→ Problem requirements
Reproduce verbatim the lines running from the one containing "object_query = jersey number 6" through the one containing "left=845, top=492, right=880, bottom=540", both included, and output nothing else.

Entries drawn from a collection
start
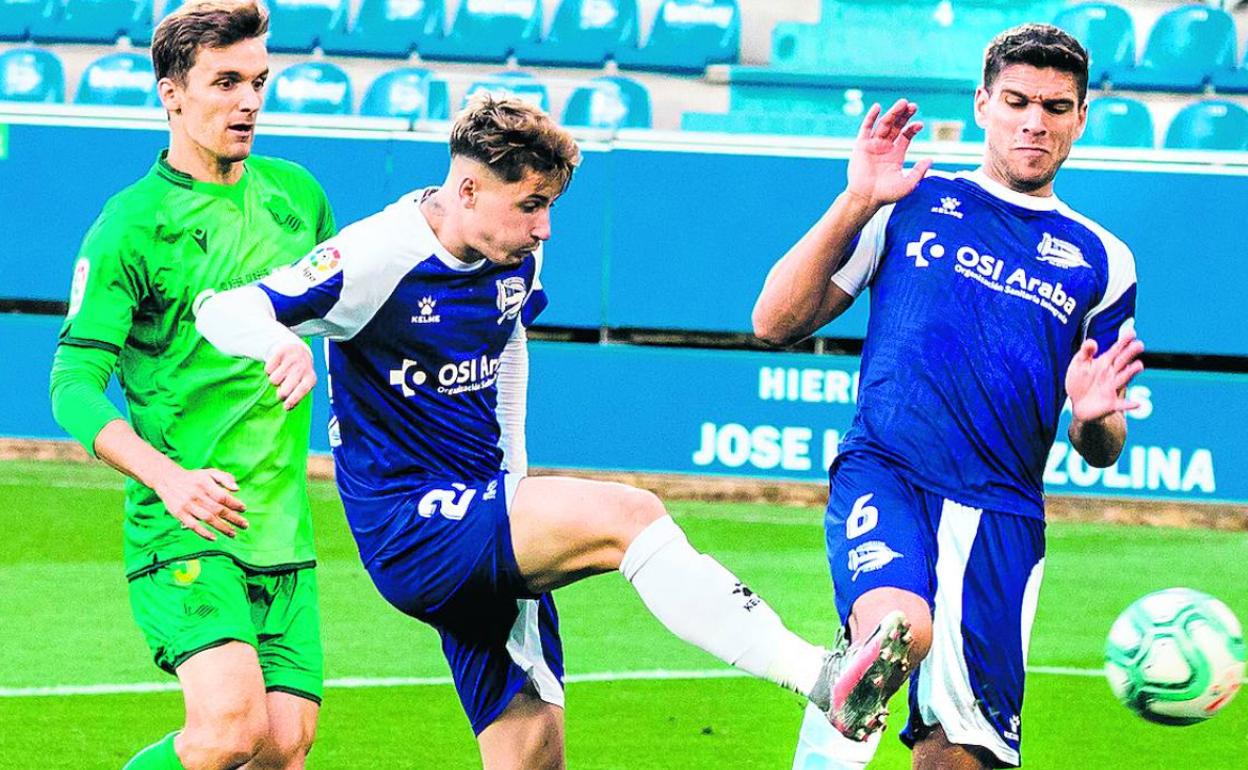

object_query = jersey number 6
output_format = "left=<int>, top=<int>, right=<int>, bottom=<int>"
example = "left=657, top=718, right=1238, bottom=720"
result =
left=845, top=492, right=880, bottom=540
end
start
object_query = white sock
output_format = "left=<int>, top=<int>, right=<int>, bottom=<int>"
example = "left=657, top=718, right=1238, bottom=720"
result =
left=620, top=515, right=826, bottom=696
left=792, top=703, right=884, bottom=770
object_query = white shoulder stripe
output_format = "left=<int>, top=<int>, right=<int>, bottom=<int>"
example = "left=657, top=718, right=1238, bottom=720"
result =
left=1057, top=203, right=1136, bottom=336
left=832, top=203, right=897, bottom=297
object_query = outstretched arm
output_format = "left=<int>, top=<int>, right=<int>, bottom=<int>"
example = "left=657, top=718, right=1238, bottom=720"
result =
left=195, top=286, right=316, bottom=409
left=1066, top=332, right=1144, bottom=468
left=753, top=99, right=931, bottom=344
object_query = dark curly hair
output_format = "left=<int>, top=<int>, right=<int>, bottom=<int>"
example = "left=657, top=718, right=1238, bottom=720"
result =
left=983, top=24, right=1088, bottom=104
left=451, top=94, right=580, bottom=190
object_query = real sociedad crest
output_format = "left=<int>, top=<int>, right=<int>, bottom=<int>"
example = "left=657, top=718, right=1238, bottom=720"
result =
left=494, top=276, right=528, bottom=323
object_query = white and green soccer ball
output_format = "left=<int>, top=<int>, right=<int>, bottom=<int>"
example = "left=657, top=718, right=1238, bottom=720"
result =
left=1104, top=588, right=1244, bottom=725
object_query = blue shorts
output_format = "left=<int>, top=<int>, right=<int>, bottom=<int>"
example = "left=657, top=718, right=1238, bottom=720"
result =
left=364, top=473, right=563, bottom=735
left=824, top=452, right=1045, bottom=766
end
→ Reply to the exercise
object_query = jersey number 6
output_format = "left=<int>, top=<int>, right=<int>, bottom=<int>"
example = "left=657, top=718, right=1238, bottom=720"
result =
left=845, top=492, right=880, bottom=540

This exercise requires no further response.